* Consigne 1
Restituez à l'identique, dans le texte sur le scrutin présidentiel ivoirien, tout ce qui va de « L’intensité des discussions » jusqu'à « dans notre pays. ».

Octobre 2005 ne marque pas l’apocalypse en Côte d’Ivoire

                                                                                    

Le débat politique ivoirien porte, ces jours-ci, sur les conditions d’organisation du scrutin présidentiel et/ou le report de cette consultation électorale et ses conséquences. En effet, à sept mois de la fin du mandat présidentiel, le pays est toujours coupé en deux, les rebelles sont en possession de leurs armes et contrôlent la moitié Nord du territoire national. Au sud, des groupes armés assimilés à des milices continuent d’avoir pignon sur rue. Sous le terme générique de « Jeunes Patriotes », ils se substituent aux forces de sécurité et de défense en procédant aux contrôles de routine sur la voie publique et en faisant des incursions sporadiques dans les zones aux mains de la rébellion.   

L’intensité des discussions sur l’après octobre 2005 cache, en réalité, un engourdissement de la classe politique ivoirienne tétanisée par le doute qui plane sur l’organisation du scrutin présidentiel dans le cadre du calendrier électoral normal. Ceci d’autant plus que l’article 35 de la Constitution demeure, dans sa mouture initiale, le seul cadre juridique pour statuer sur les candidatures à l’élection présidentielle, avec à l’horizon, la répétition des arrêts Tia Koné.

Dans ce débat animé essentiellement par des experts en sciences juridiques du camp présidentiel et des forces politiques de l’opposition, je voudrais, en citoyen ordinaire, émettre quelques idées simples, en ayant à l’esprit la quête de la paix dans notre pays.

[Éléments enregistrés]
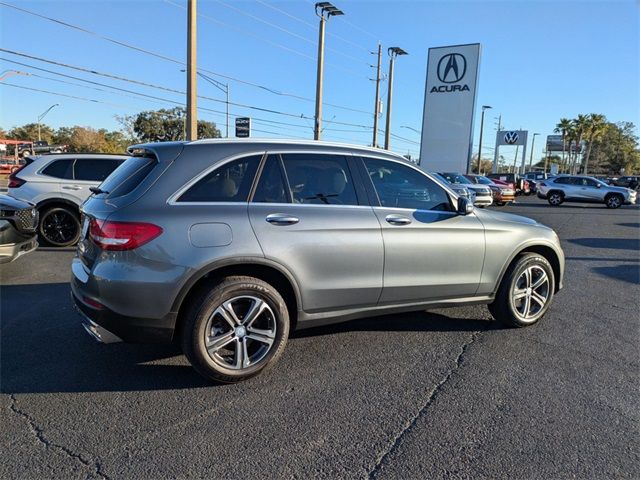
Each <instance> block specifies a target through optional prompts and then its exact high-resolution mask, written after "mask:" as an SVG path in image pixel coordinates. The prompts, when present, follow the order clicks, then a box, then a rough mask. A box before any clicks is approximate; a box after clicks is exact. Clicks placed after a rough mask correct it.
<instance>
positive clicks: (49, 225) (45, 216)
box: [38, 207, 80, 247]
mask: <svg viewBox="0 0 640 480" xmlns="http://www.w3.org/2000/svg"><path fill="white" fill-rule="evenodd" d="M38 237H39V240H40V243H41V244H43V245H49V246H52V247H68V246H70V245H73V244H75V243H76V242H77V241H78V239H79V238H80V219H79V218H78V214H77V213H76V212H74V211H72V210H71V209H70V208H66V207H53V208H48V209H46V210H44V211H42V212H40V223H39V224H38Z"/></svg>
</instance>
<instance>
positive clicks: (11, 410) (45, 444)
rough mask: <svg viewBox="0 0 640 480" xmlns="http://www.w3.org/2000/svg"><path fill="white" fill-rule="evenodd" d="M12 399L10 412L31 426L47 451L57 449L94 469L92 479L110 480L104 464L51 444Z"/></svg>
mask: <svg viewBox="0 0 640 480" xmlns="http://www.w3.org/2000/svg"><path fill="white" fill-rule="evenodd" d="M10 398H11V403H10V405H9V410H11V411H12V412H13V413H15V414H16V415H18V416H20V417H22V418H23V419H24V420H25V421H26V422H27V424H28V425H29V430H31V433H33V435H34V436H35V437H36V439H37V440H38V442H39V443H41V444H42V445H44V447H45V448H46V449H49V448H51V449H57V450H59V451H61V452H63V453H64V454H66V455H67V456H68V457H70V458H72V459H74V460H77V461H78V462H80V463H81V464H82V465H84V466H85V467H88V468H90V469H92V470H93V472H91V477H92V476H94V475H95V476H97V477H98V478H102V479H104V480H110V478H109V476H108V475H106V474H105V473H104V472H103V471H102V464H101V463H100V462H99V461H98V460H95V461H93V462H91V461H89V460H85V459H84V458H82V455H81V454H79V453H75V452H74V451H72V450H71V449H69V448H67V447H65V446H64V445H58V444H56V443H53V442H51V441H50V440H49V439H48V438H47V437H46V436H45V434H44V429H43V428H42V427H40V426H39V425H38V424H37V423H36V421H35V419H34V418H33V417H32V416H31V415H29V414H28V413H27V412H25V411H24V410H21V409H20V408H18V401H17V399H16V396H15V394H11V397H10ZM87 478H90V476H87Z"/></svg>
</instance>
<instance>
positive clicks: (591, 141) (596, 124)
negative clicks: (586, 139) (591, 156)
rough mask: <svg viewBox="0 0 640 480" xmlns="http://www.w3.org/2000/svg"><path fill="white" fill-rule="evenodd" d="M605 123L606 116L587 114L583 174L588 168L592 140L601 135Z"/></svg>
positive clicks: (597, 114)
mask: <svg viewBox="0 0 640 480" xmlns="http://www.w3.org/2000/svg"><path fill="white" fill-rule="evenodd" d="M606 123H607V119H606V117H605V116H604V115H602V114H600V113H590V114H589V116H588V126H587V135H588V138H589V140H588V141H589V145H588V147H587V156H586V157H585V160H584V173H585V175H586V174H587V172H588V169H589V157H590V156H591V147H592V146H593V142H594V141H595V140H597V139H598V138H600V137H601V136H602V134H603V133H604V129H605V125H606Z"/></svg>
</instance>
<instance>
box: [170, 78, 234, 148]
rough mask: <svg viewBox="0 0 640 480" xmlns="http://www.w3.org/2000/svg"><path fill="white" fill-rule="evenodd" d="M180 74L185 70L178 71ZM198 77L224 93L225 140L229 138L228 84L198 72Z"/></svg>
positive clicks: (228, 109) (228, 94)
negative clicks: (224, 103) (201, 78)
mask: <svg viewBox="0 0 640 480" xmlns="http://www.w3.org/2000/svg"><path fill="white" fill-rule="evenodd" d="M180 71H181V72H185V71H186V70H185V69H184V68H183V69H182V70H180ZM198 76H199V77H201V78H204V79H205V80H206V81H207V82H209V83H210V84H211V85H213V86H214V87H216V88H217V89H218V90H220V91H222V92H224V93H225V95H226V97H227V99H226V101H225V103H226V107H227V109H226V114H227V115H226V116H227V126H226V135H225V136H226V138H229V84H228V83H222V82H219V81H218V80H216V79H215V78H211V77H210V76H209V75H205V74H204V73H202V72H198Z"/></svg>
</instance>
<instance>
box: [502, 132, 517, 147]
mask: <svg viewBox="0 0 640 480" xmlns="http://www.w3.org/2000/svg"><path fill="white" fill-rule="evenodd" d="M518 138H519V137H518V132H507V133H505V134H504V143H506V144H507V145H513V144H515V143H516V142H517V141H518Z"/></svg>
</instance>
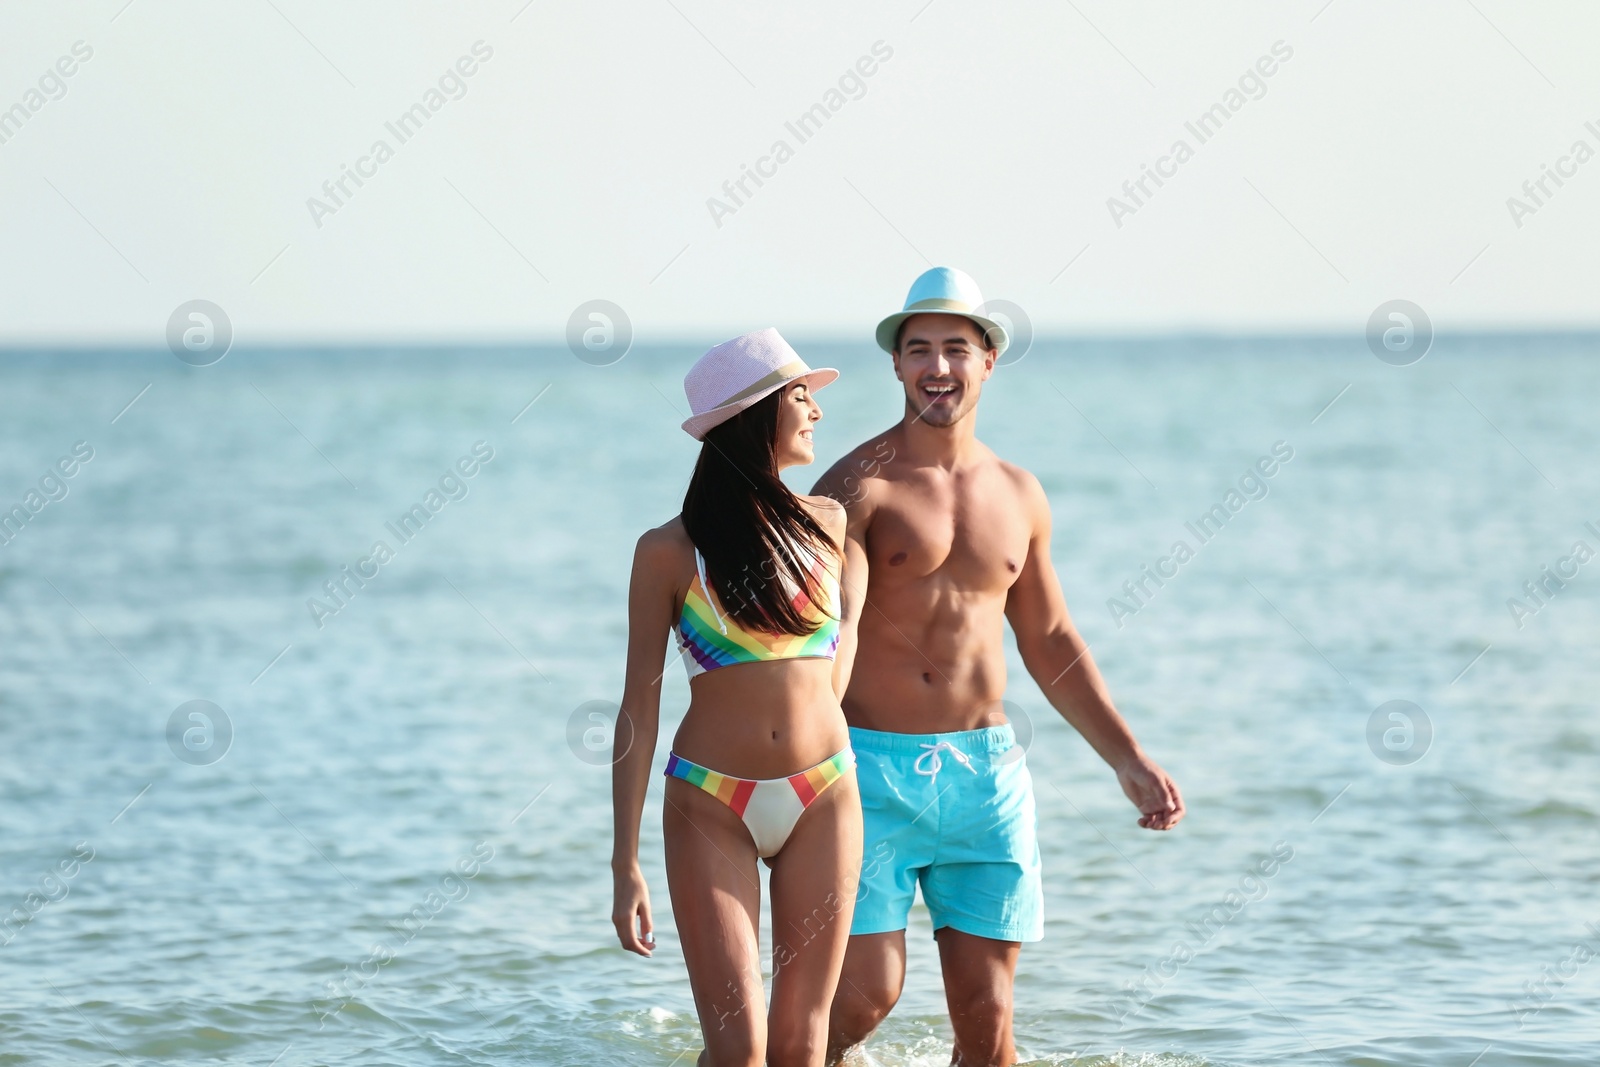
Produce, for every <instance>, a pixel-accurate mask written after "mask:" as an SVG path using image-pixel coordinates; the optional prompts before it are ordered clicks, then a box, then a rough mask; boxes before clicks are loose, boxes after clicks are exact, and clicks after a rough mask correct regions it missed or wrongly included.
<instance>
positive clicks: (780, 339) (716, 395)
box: [683, 326, 838, 442]
mask: <svg viewBox="0 0 1600 1067" xmlns="http://www.w3.org/2000/svg"><path fill="white" fill-rule="evenodd" d="M802 378H803V379H805V381H806V384H808V386H810V387H811V389H813V390H818V389H821V387H822V386H827V384H829V382H832V381H834V379H835V378H838V371H835V370H834V368H832V366H822V368H818V370H814V371H813V370H811V368H810V366H806V363H805V360H802V358H800V354H798V352H795V350H794V349H792V347H789V342H787V341H784V339H782V336H781V334H779V333H778V331H776V330H773V328H771V326H768V328H766V330H757V331H755V333H747V334H744V336H739V338H734V339H733V341H723V342H722V344H718V346H717V347H715V349H712V350H710V352H707V354H706V355H702V357H701V358H699V360H696V362H694V366H691V368H690V373H688V374H685V376H683V394H685V395H686V397H688V398H690V411H693V413H694V414H691V416H690V418H688V419H685V421H683V430H685V432H686V434H688V435H690V437H693V438H694V440H696V442H702V440H706V432H707V430H710V429H712V427H714V426H717V424H720V422H726V421H728V419H731V418H733V416H736V414H739V413H741V411H744V410H746V408H749V406H750V405H754V403H755V402H758V400H762V398H763V397H770V395H771V394H774V392H776V390H779V389H782V387H784V386H787V384H789V382H794V381H798V379H802Z"/></svg>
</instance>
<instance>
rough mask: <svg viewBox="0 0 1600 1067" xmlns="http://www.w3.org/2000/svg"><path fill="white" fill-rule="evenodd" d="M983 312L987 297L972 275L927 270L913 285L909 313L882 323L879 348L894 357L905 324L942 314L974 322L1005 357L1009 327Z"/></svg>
mask: <svg viewBox="0 0 1600 1067" xmlns="http://www.w3.org/2000/svg"><path fill="white" fill-rule="evenodd" d="M982 310H984V294H982V293H979V291H978V283H976V282H973V277H971V275H970V274H966V272H965V270H957V269H955V267H934V269H933V270H923V272H922V274H920V275H917V280H915V282H912V283H910V293H907V294H906V309H904V310H899V312H894V314H893V315H890V317H888V318H885V320H883V322H880V323H878V347H880V349H883V350H885V352H888V354H891V355H893V352H894V334H896V333H899V326H901V323H902V322H906V320H907V318H910V317H912V315H928V314H942V315H962V317H963V318H971V320H973V322H974V323H978V328H979V330H982V331H984V341H986V342H987V344H992V346H994V349H995V354H997V355H1005V349H1006V346H1008V344H1011V338H1010V336H1008V334H1006V330H1005V326H1002V325H1000V323H997V322H995V320H994V318H989V317H986V315H984V314H982Z"/></svg>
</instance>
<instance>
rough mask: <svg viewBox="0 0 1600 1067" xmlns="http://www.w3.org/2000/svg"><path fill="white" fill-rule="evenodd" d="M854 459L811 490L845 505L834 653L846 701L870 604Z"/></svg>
mask: <svg viewBox="0 0 1600 1067" xmlns="http://www.w3.org/2000/svg"><path fill="white" fill-rule="evenodd" d="M856 466H858V464H856V462H854V456H853V454H851V456H845V458H843V459H840V461H838V462H837V464H834V466H832V467H830V469H829V470H827V474H824V475H822V477H821V478H818V483H816V485H814V486H813V488H811V493H813V494H814V496H829V498H832V499H835V501H838V502H840V504H843V506H845V517H846V525H845V566H843V573H842V574H840V581H838V589H840V598H842V600H843V603H842V605H840V614H838V649H837V651H835V654H834V694H835V696H837V697H838V699H840V701H843V699H845V691H846V689H850V673H851V669H853V667H854V664H856V633H858V624H859V622H861V613H862V609H864V608H866V605H867V525H869V522H870V509H869V506H867V493H866V478H864V477H862V475H861V472H858V470H856Z"/></svg>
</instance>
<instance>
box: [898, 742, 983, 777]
mask: <svg viewBox="0 0 1600 1067" xmlns="http://www.w3.org/2000/svg"><path fill="white" fill-rule="evenodd" d="M922 747H923V749H925V752H923V753H922V755H920V757H917V761H915V763H912V765H910V769H914V771H917V773H918V774H925V776H928V777H938V776H939V771H941V769H942V768H944V760H941V758H939V749H947V750H949V753H950V755H954V757H955V760H957V761H958V763H960V765H962V766H965V768H966V769H968V771H971V773H973V774H976V773H978V768H976V766H973V761H971V758H970V757H968V755H966V753H965V752H962V750H960V749H957V747H955V745H952V744H950V742H949V741H941V742H939V744H936V745H931V744H926V742H923V745H922ZM930 757H933V758H931V760H930V763H928V768H926V769H923V766H922V761H923V760H928V758H930Z"/></svg>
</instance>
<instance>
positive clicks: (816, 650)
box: [677, 549, 838, 678]
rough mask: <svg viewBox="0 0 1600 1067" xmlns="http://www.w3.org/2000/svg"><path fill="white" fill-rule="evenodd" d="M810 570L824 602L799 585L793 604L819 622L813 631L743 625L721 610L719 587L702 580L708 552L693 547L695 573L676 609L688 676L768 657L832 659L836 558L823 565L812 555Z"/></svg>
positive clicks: (729, 666)
mask: <svg viewBox="0 0 1600 1067" xmlns="http://www.w3.org/2000/svg"><path fill="white" fill-rule="evenodd" d="M811 574H813V576H814V577H816V582H818V585H819V587H821V590H822V595H824V598H826V605H818V603H813V601H811V598H810V597H806V593H805V590H803V589H802V590H797V592H795V598H794V605H795V608H797V609H798V611H800V614H802V616H803V617H806V619H810V621H816V622H819V625H818V629H816V632H814V633H765V632H762V630H747V629H744V627H742V625H739V622H738V621H734V619H730V617H726V616H723V613H722V609H720V606H718V605H717V593H714V592H712V589H710V582H707V581H706V557H702V555H701V553H699V549H694V579H693V581H691V582H690V590H688V593H685V597H683V611H682V613H680V614H678V629H677V635H678V651H680V653H682V656H683V667H685V670H688V675H690V678H693V677H694V675H699V673H706V672H707V670H715V669H717V667H730V665H733V664H758V662H765V661H768V659H806V657H818V659H832V657H834V651H835V649H837V648H838V619H837V617H834V616H832V614H829V609H830V608H832V609H834V611H837V608H835V606H834V605H838V561H837V557H835V561H834V565H832V566H827V565H824V563H822V561H821V560H818V558H816V557H814V555H813V565H811Z"/></svg>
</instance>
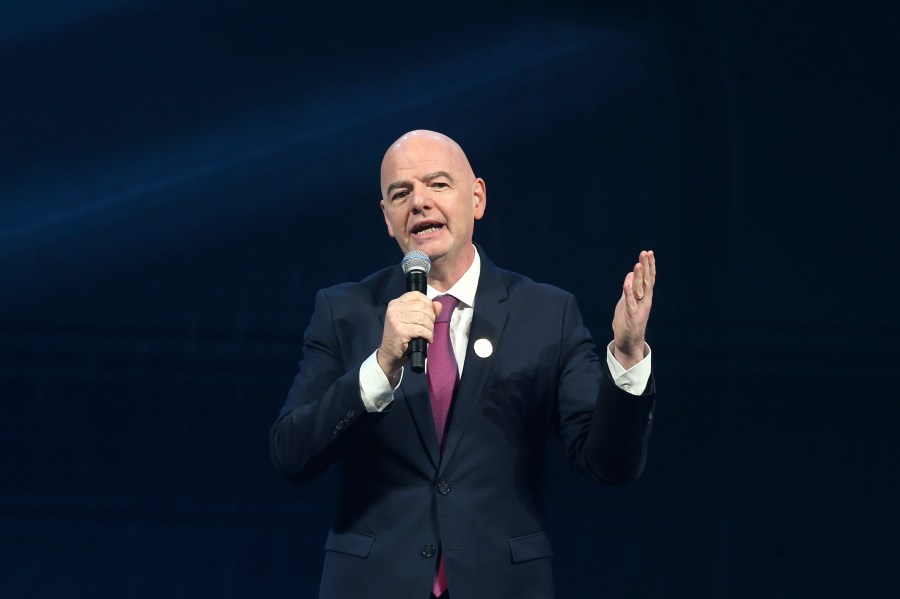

* Consigne 2
Transposez en tableau Markdown à deux colonnes, « Rang » et « Ligne », uniquement les lignes des entrées qui vont de celle contenant « 570L824 602L799 585L793 » jusqu'à celle contenant « positive clicks: (729, 666) », ces deux lignes comprises. Omettez les lignes vides.

* Zone de réponse 1
L’intensité des discussions sur l’après octobre 2005 cache, en réalité, un engourdissement de la classe politique ivoirienne tétanisée par le doute qui plane sur l’organisation du scrutin présidentiel dans le cadre du calendrier électoral normal. Ceci d’autant plus que l’article 35 de la Constitution demeure, dans sa mouture initiale, le seul cadre juridique pour statuer sur les candidatures à l’élection présidentielle, avec à l’horizon, la répétition des arrêts Tia Koné.

Dans ce débat animé essentiellement par des experts en sciences juridiques du camp présidentiel et des forces politiques de l’opposition, je voudrais, en citoyen ordinaire, émettre quelques idées simples, en ayant à l’esprit la quête de la paix dans notre pays.

* Zone de réponse 2
| Rang | Ligne |
|---|---|
| 1 | rough mask: <svg viewBox="0 0 1600 1067" xmlns="http://www.w3.org/2000/svg"><path fill="white" fill-rule="evenodd" d="M810 570L824 602L799 585L793 604L819 622L813 631L743 625L721 610L719 587L702 580L708 552L693 547L695 573L676 609L688 676L768 657L832 659L836 558L823 565L812 555Z"/></svg> |
| 2 | positive clicks: (729, 666) |